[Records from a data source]
--- START ---

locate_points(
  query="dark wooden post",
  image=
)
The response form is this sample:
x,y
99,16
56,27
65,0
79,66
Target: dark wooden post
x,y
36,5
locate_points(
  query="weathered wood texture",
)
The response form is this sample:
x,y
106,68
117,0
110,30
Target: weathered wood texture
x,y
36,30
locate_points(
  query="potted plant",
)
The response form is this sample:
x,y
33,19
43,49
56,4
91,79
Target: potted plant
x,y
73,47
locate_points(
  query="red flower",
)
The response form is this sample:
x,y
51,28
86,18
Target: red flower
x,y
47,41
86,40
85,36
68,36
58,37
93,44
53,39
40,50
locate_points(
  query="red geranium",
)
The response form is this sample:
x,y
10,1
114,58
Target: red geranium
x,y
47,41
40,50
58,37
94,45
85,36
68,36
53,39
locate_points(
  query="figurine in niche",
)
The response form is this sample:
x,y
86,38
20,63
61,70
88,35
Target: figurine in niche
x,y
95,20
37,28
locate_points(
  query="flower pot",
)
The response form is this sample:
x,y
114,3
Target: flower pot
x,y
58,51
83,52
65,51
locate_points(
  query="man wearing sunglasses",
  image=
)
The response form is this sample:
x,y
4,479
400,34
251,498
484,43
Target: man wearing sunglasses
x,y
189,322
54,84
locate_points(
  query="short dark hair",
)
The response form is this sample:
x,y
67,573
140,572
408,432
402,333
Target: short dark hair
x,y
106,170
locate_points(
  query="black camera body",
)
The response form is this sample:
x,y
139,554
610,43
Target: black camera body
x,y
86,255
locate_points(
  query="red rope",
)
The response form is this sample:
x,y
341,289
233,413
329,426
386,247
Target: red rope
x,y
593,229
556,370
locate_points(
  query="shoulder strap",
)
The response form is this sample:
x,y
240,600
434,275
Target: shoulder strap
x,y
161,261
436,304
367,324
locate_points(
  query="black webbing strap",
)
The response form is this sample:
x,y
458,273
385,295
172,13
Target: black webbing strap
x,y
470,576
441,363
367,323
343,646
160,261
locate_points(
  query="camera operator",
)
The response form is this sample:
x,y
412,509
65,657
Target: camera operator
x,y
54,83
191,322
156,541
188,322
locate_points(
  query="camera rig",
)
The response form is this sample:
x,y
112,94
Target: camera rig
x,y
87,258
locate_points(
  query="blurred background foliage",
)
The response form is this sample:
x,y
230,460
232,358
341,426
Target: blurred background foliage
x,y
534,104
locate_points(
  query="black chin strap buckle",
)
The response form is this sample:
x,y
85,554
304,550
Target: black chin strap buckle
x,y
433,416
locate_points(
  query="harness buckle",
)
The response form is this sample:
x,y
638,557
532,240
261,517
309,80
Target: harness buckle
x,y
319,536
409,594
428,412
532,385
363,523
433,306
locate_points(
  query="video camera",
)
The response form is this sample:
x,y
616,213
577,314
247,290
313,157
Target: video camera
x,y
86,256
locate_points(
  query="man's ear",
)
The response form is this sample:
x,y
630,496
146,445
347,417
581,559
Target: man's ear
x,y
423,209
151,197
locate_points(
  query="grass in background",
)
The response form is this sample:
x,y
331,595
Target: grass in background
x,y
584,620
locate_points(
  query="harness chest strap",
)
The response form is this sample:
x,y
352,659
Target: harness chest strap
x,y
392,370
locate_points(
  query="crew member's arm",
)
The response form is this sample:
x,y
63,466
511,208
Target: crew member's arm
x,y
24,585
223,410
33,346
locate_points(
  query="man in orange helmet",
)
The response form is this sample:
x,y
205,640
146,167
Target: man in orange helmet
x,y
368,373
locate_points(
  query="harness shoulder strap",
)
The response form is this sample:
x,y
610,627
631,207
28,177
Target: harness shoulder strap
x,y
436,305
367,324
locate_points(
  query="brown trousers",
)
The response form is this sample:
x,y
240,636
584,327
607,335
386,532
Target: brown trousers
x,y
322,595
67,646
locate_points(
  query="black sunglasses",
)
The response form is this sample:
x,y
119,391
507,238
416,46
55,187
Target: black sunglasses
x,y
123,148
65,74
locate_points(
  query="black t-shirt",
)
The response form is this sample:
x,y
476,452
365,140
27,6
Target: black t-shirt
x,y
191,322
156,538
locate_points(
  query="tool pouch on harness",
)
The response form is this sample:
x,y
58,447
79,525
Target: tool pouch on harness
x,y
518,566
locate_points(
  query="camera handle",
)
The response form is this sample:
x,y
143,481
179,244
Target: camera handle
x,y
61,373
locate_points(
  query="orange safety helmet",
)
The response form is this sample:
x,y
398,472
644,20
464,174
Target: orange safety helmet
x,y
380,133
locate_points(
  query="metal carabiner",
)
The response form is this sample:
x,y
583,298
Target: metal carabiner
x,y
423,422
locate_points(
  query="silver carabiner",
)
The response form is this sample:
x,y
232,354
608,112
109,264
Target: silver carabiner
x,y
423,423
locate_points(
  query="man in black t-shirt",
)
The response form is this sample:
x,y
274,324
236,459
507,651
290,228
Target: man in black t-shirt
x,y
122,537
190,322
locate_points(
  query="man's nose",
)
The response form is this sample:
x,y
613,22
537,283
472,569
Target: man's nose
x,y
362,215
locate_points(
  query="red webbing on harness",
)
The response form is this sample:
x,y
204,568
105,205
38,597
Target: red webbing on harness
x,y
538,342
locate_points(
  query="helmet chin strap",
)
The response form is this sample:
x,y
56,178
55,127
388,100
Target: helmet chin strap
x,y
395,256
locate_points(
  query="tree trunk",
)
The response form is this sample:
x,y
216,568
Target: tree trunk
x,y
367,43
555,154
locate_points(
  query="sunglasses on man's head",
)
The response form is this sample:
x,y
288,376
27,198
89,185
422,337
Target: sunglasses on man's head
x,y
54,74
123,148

--- END ---

The data above needs retyping. Reproduce each line exactly.

locate_points(
  query="dark wooden post",
  image=
)
The response form is this sample:
x,y
99,16
56,27
65,0
79,66
Target: dark wooden post
x,y
36,5
locate_points(
  query="weathered wood texture",
)
The response form is this sample:
x,y
106,68
117,0
110,30
Target: weathered wood texture
x,y
36,30
locate_points(
  query="potted plant",
)
The response form is this sample:
x,y
33,19
43,49
56,4
91,79
Target: potted plant
x,y
73,47
locate_points(
  query="red flower",
)
The response form is this sample:
x,y
51,28
86,18
Target: red flower
x,y
47,41
86,40
85,36
68,36
58,37
93,44
53,39
40,50
locate_points(
  query="red geranium",
)
The response form is this sample:
x,y
10,1
114,58
Target: red geranium
x,y
47,41
40,50
58,37
94,45
85,36
68,36
53,39
locate_points(
  query="figurine in niche",
)
The response form is this sample:
x,y
86,38
20,63
61,70
88,35
Target: figurine in niche
x,y
95,20
37,28
locate_points(
  query="flower pot",
)
The response form is this sample:
x,y
114,3
Target: flower pot
x,y
58,51
83,52
65,51
locate_points(
  query="man wearing sunglasses",
  image=
)
The response form is this sample:
x,y
4,479
400,34
251,498
484,43
Target: man wearing sunglasses
x,y
189,322
54,84
locate_points(
  query="short dark hair",
)
The response form is this sample:
x,y
67,573
140,572
408,432
402,333
Target: short dark hair
x,y
106,170
locate_points(
  query="black camera body",
)
The response form is this sample:
x,y
139,554
610,43
Target: black camera body
x,y
86,255
locate_points(
  query="red rope",
)
The response form is this sample:
x,y
341,289
233,413
329,426
386,247
Target: red rope
x,y
593,229
556,370
locate_points(
  query="shoulder strap",
)
The response form is this sample:
x,y
240,600
434,275
Target: shoulder strap
x,y
161,261
436,304
367,324
locate_points(
  query="black webbing strap",
)
The response form is this sample:
x,y
458,273
385,295
172,13
Target: black webbing strap
x,y
470,576
441,363
367,323
343,646
160,261
locate_points(
  query="camera operator",
)
The response form is this sample:
x,y
412,509
65,657
Target: camera operator
x,y
54,83
191,322
156,541
188,322
locate_points(
  query="camera rig",
)
The response form is this sample:
x,y
112,94
Target: camera rig
x,y
87,258
locate_points(
  query="blurred background foliage",
)
The response form is this sample:
x,y
230,460
232,358
341,426
Target: blurred background foliage
x,y
534,104
locate_points(
  query="black chin strap buckle",
)
The response form is this sample:
x,y
85,554
304,550
Target: black chin strap buckle
x,y
433,416
locate_points(
  query="harness buckle",
)
The response form is this sample:
x,y
638,557
532,240
261,517
309,80
Target: harness buckle
x,y
319,536
409,594
428,412
532,385
363,523
433,306
locate_points(
  query="video camera",
)
The response form is this sample:
x,y
616,213
577,314
247,290
313,157
Target: video camera
x,y
86,256
locate_points(
  query="man's ear",
)
The response form is this sample:
x,y
630,496
146,445
347,417
581,559
Target: man's ear
x,y
423,209
151,197
locate_points(
  query="grass in background",
)
The response form is this sample:
x,y
331,595
Target: grass in background
x,y
584,620
locate_points(
  query="harness chest strap",
)
The response form is this sample:
x,y
352,659
Target: harness chest strap
x,y
392,370
locate_points(
  query="crew member's arm",
)
The response form is this sample:
x,y
63,466
511,208
Target: crew member's arm
x,y
24,585
223,410
33,346
locate_points(
  query="man in orange helmet",
)
The response form is this sample:
x,y
205,640
146,167
Target: man in orange helmet
x,y
368,373
locate_points(
  query="harness shoulder strap",
)
The response form is this sample:
x,y
610,627
631,207
28,177
Target: harness shoulder strap
x,y
436,305
367,324
locate_points(
  query="brown trousers",
)
The response form is this sample:
x,y
240,636
584,327
607,335
386,532
Target: brown trousers
x,y
322,595
67,646
locate_points(
  query="black sunglasses",
)
The response form is this sample:
x,y
119,391
507,238
416,46
55,187
Target: black sunglasses
x,y
123,148
65,74
locate_points(
  query="black t-shirt",
)
The response form is this sample:
x,y
476,452
365,140
27,6
Target: black t-shirt
x,y
191,322
156,538
locate_points(
  query="tool pouch on harness",
)
The response form is this sample:
x,y
58,447
79,525
Target: tool pouch on harness
x,y
518,566
locate_points(
  query="camera handle",
)
The response form is this sample:
x,y
143,481
179,244
Target: camera handle
x,y
61,373
locate_points(
  query="orange safety helmet",
)
The response form is this sample:
x,y
398,472
644,20
464,174
Target: orange safety helmet
x,y
380,133
locate_points(
  query="metal carabiner",
)
The response form is this sample:
x,y
583,298
Target: metal carabiner
x,y
423,422
locate_points(
  query="silver carabiner",
)
The response form is this sample:
x,y
232,354
608,112
109,264
Target: silver carabiner
x,y
423,423
locate_points(
  query="man in black t-shirt",
)
The response form is this sample:
x,y
274,324
236,459
507,651
290,228
Target: man in black t-shirt
x,y
122,537
190,322
locate_points(
  query="man's nose",
)
The response form is this sample:
x,y
613,22
537,283
472,569
Target: man's nose
x,y
362,215
locate_points(
  query="red webbing on harness",
)
The response form is this sample:
x,y
204,568
105,205
38,597
Target: red webbing on harness
x,y
538,342
locate_points(
  query="helmet chin strap",
)
The response form is this sample:
x,y
56,178
55,127
388,100
Target: helmet chin strap
x,y
395,256
locate_points(
  query="tree trunk",
)
The response form is this sample:
x,y
216,568
Target: tree trunk
x,y
367,43
555,154
locate_points(
  query="sunglasses on man's head",
)
The response form is this sample:
x,y
288,376
27,198
89,185
422,337
Target: sunglasses on man's head
x,y
54,74
123,148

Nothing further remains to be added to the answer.